───── Data extracts

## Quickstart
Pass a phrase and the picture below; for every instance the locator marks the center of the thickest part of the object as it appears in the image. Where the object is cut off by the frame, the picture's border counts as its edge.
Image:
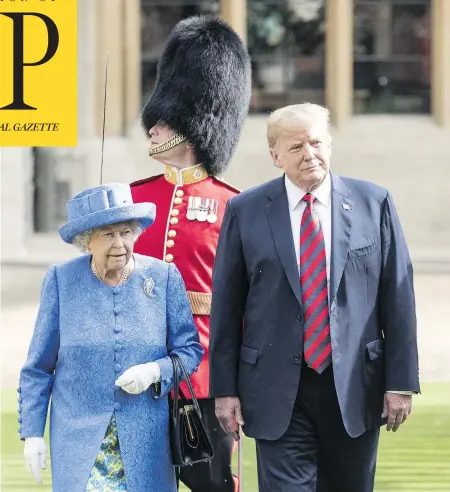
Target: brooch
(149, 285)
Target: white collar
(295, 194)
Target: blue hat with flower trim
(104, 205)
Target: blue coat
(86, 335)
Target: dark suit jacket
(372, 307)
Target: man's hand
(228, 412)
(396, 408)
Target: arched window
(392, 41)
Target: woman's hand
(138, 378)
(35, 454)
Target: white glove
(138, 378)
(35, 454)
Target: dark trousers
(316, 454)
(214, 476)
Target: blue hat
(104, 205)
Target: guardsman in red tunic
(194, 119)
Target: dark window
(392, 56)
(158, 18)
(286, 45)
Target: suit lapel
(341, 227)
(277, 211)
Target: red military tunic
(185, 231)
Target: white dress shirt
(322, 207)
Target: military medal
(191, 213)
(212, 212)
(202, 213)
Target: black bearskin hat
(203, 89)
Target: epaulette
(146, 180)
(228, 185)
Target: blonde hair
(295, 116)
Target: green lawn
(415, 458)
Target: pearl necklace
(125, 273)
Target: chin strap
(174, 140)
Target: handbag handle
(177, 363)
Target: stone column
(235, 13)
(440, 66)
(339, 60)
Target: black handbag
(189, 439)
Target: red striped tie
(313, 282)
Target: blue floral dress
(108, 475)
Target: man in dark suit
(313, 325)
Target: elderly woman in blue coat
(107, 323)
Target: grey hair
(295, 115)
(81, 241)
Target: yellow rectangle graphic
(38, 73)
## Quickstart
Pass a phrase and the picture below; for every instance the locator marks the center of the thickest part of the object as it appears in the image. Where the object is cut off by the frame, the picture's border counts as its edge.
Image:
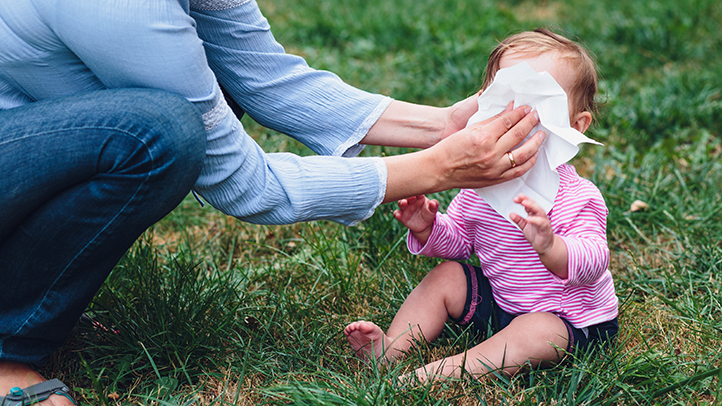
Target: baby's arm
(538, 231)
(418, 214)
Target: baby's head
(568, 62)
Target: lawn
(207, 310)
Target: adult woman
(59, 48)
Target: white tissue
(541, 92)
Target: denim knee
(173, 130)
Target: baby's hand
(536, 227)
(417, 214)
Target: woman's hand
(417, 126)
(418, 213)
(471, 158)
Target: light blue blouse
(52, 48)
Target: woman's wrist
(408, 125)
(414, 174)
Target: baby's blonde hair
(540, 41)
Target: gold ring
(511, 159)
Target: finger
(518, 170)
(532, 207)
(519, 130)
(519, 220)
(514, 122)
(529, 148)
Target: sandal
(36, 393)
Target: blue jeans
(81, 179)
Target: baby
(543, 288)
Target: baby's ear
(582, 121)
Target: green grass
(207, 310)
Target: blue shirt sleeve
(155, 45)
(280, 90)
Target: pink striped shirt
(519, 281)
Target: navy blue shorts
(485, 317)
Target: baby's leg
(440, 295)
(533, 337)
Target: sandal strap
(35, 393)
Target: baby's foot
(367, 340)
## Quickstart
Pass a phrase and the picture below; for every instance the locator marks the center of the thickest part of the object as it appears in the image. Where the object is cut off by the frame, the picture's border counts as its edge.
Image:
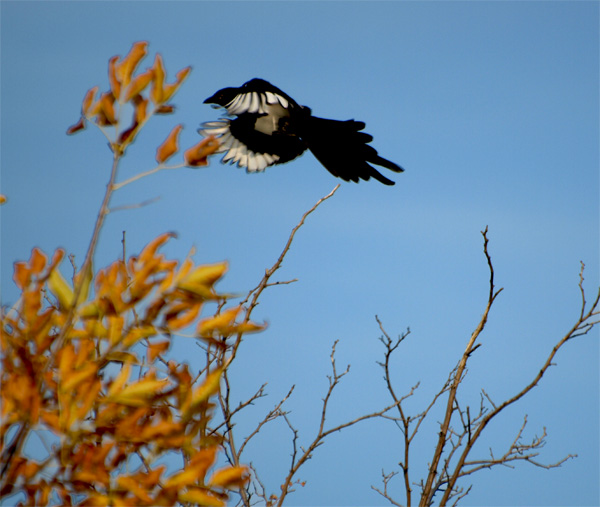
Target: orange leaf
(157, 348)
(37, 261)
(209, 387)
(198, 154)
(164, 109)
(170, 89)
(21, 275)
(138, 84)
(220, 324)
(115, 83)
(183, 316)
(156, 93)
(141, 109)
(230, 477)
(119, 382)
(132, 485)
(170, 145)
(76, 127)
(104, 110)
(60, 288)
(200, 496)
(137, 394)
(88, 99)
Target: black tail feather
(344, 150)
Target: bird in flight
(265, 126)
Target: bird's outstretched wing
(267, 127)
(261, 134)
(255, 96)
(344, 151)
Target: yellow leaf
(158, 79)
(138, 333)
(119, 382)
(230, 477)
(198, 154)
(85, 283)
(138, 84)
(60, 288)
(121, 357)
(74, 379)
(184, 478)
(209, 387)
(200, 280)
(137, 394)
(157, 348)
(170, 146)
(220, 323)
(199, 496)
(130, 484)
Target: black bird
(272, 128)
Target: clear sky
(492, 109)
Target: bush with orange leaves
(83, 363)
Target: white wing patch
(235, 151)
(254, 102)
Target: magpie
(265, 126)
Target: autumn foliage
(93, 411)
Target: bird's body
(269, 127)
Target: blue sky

──────────

### Your goal:
Leaving the pictures out, output all of the listing exactly.

### Response below:
## Quickstart
Pass a phrase and the picture below; for every instance the locator marks the center of the thickest part of the object as it appears in the image. Where the object is cut off by the frame, the picture's border counts as its edge.
Image:
Target: brooch
(149, 285)
Target: white collar
(295, 194)
Target: blue hat with flower trim
(104, 205)
Target: blue coat
(86, 335)
Target: dark suit jacket
(372, 307)
Target: man's hand
(228, 412)
(396, 408)
Target: arched window
(392, 41)
Target: woman's hand
(138, 378)
(35, 454)
Target: white glove
(138, 378)
(35, 454)
Target: dark trousers
(316, 454)
(214, 476)
Target: blue hat
(104, 205)
Target: guardsman in red tunic
(194, 119)
Target: dark window
(392, 56)
(158, 18)
(286, 45)
Target: suit lapel
(341, 227)
(277, 211)
Target: red military tunic
(185, 231)
Target: white dress shirt
(322, 207)
Target: military medal
(191, 213)
(212, 212)
(202, 213)
Target: black bearskin hat
(203, 89)
Target: epaulette
(146, 180)
(228, 185)
Target: blonde hair
(295, 116)
Target: green lawn
(415, 458)
Target: pearl necklace
(125, 273)
Target: chin strap
(174, 140)
Target: handbag handle
(177, 363)
Target: stone column
(235, 13)
(440, 66)
(339, 60)
Target: black handbag
(189, 439)
Target: red striped tie
(313, 282)
Target: blue floral dress
(108, 475)
Target: man in dark suit
(313, 325)
Target: elderly woman in blue coat
(107, 323)
Target: grey hair
(295, 115)
(81, 241)
Target: yellow rectangle graphic
(38, 73)
## Quickstart
Pass a phrase and the picture below; for every instance the locator marks the center of the thickest part of the object as it appears in the image. Where the object is cut off by the frame, the picture's border counts as its edge.
Image:
Target: baby's arm
(538, 231)
(418, 214)
Target: baby's head
(568, 62)
Target: lawn
(207, 310)
Target: adult woman
(59, 48)
Target: white tissue
(541, 92)
Target: denim knee
(173, 130)
Target: baby's hand
(536, 227)
(417, 214)
Target: woman's hand
(417, 126)
(418, 213)
(471, 158)
Target: light blue blouse
(52, 48)
Target: woman's wrist
(408, 125)
(414, 174)
Target: baby's blonde hair
(540, 41)
Target: gold ring
(511, 159)
Target: finger
(518, 170)
(532, 207)
(519, 130)
(519, 220)
(514, 122)
(529, 148)
Target: sandal
(36, 393)
Target: blue jeans
(81, 179)
Target: baby
(543, 288)
Target: baby's ear
(582, 121)
Target: green grass
(207, 310)
Target: blue shirt sleeve
(155, 45)
(280, 90)
Target: pink striped shirt
(519, 281)
Target: navy blue shorts
(485, 317)
Target: baby's leg
(440, 295)
(533, 337)
Target: sandal strap
(35, 393)
Target: baby's foot
(367, 340)
## Quickstart
Pass a phrase and the picture below; for every instance the locator marks the center of the thickest part of the object as it appears in the image. Where the object is cut off by the frame, the picture's border counts as its edge.
Image:
Target: orange leaf
(157, 348)
(37, 261)
(209, 387)
(198, 154)
(164, 109)
(170, 89)
(21, 275)
(138, 84)
(220, 324)
(115, 83)
(183, 316)
(156, 93)
(141, 109)
(230, 477)
(119, 382)
(132, 485)
(170, 145)
(76, 127)
(104, 110)
(60, 288)
(200, 496)
(137, 394)
(88, 99)
Target: black tail feather
(344, 150)
Target: bird in flight
(265, 126)
Target: bird's outstretched wing
(267, 127)
(261, 134)
(255, 96)
(344, 151)
Target: yellow leaf
(158, 79)
(138, 333)
(119, 382)
(230, 477)
(198, 154)
(85, 283)
(138, 84)
(60, 288)
(121, 357)
(74, 379)
(184, 478)
(209, 387)
(200, 280)
(137, 394)
(157, 348)
(170, 146)
(220, 323)
(199, 496)
(130, 484)
Target: black bird
(272, 128)
Target: clear sky
(492, 109)
Target: bush with orange leaves
(83, 363)
Target: white wing patch
(235, 151)
(254, 102)
Target: magpie
(265, 126)
Target: autumn foliage
(93, 411)
Target: bird's body
(269, 127)
Target: blue sky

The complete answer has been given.